(Annotationen von Objektumrissen)
..............................

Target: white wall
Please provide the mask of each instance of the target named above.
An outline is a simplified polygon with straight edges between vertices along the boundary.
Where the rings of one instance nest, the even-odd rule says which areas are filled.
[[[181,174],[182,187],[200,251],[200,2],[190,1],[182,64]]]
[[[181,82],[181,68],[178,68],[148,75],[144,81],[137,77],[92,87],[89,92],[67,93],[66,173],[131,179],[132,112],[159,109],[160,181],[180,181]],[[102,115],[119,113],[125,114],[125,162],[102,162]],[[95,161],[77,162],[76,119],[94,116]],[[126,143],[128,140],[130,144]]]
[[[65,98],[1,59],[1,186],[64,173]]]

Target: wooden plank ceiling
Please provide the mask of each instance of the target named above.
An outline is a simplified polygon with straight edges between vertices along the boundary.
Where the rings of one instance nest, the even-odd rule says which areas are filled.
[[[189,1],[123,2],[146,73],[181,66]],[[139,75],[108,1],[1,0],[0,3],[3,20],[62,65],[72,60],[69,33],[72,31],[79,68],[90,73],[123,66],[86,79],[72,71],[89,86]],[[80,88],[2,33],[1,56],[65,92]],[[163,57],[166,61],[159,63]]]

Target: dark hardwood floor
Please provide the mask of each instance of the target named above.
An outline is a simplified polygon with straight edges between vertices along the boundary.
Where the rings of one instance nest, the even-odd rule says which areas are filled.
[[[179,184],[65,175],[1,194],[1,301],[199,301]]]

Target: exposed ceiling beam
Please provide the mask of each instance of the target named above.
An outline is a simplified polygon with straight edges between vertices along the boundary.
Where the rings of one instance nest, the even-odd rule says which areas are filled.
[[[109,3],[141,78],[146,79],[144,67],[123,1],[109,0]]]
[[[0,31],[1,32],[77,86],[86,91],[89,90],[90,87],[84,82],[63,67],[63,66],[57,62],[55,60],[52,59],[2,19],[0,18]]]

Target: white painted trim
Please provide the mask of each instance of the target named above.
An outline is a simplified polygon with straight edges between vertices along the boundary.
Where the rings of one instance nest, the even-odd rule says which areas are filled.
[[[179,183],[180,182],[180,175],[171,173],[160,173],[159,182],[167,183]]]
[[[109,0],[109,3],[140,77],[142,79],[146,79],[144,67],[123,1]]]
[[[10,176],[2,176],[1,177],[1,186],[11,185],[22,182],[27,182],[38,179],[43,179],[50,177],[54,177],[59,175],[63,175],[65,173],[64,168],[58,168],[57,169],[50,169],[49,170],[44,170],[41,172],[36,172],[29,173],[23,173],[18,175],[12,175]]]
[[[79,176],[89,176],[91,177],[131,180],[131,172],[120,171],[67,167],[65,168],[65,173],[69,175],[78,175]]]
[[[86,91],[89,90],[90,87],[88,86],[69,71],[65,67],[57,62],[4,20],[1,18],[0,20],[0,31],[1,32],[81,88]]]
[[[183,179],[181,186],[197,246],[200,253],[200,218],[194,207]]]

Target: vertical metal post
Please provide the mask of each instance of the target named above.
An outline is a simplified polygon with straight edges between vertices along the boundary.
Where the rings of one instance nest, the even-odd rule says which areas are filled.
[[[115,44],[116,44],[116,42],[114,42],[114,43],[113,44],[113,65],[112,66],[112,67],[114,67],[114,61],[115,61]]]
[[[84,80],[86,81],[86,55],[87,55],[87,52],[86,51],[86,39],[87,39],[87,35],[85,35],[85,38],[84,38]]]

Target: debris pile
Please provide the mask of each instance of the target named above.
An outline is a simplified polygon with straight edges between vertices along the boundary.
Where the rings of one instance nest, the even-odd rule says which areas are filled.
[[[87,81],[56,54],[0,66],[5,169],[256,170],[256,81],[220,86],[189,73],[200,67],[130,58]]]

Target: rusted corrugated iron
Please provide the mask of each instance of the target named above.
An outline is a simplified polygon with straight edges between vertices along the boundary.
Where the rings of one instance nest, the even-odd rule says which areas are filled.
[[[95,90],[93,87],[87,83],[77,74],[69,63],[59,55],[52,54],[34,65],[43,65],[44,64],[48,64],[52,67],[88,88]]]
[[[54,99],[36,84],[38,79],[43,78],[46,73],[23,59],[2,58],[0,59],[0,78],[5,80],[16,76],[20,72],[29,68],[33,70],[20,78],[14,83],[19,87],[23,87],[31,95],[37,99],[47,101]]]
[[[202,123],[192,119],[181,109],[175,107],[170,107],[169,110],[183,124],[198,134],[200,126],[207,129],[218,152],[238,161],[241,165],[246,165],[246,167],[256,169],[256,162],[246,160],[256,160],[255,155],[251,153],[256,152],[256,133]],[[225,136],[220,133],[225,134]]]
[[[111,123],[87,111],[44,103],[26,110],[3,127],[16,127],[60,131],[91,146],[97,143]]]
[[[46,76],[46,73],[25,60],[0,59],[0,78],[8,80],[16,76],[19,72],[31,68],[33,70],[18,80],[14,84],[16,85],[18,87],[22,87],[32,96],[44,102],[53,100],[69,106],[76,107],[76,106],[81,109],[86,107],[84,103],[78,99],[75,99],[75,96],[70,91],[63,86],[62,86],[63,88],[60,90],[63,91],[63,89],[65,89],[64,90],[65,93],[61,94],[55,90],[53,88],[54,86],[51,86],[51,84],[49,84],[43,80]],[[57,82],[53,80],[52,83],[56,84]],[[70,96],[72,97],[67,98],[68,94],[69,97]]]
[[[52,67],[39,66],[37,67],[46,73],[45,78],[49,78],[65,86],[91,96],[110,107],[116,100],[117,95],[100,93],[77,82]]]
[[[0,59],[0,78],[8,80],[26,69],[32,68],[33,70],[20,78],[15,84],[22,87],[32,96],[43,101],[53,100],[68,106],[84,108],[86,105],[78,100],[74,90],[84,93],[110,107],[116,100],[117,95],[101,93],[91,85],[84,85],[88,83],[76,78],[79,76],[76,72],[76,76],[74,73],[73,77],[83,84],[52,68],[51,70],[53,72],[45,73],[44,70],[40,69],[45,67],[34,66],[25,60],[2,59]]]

..............................

## [Gegebene Anweisung]
Aktualisiere die Zeilen der Auflistung von ihrem Anfang bis einschließlich der Zeile mit „[[[65,98],[1,59],[1,186],[64,173]]]“, indem du „white wall“ durch „gray wall“ ersetzt. Alles andere bleibt unverändert.

## [Vollständige Lösung]
Target: gray wall
Please provide the mask of each instance of the target named above.
An outline is a simplified polygon with straight edges between vertices along the boundary.
Where the rings of one instance nest, the even-odd rule says which areas are filled.
[[[181,174],[182,187],[200,251],[200,2],[190,1],[182,64]]]
[[[181,82],[181,68],[178,68],[148,75],[144,81],[137,77],[92,87],[89,92],[67,93],[66,173],[131,179],[132,112],[159,109],[160,181],[180,181]],[[102,115],[119,113],[125,114],[125,162],[102,162]],[[95,161],[77,162],[76,119],[94,116]],[[126,143],[128,140],[130,144]]]
[[[65,98],[1,59],[1,186],[64,173]]]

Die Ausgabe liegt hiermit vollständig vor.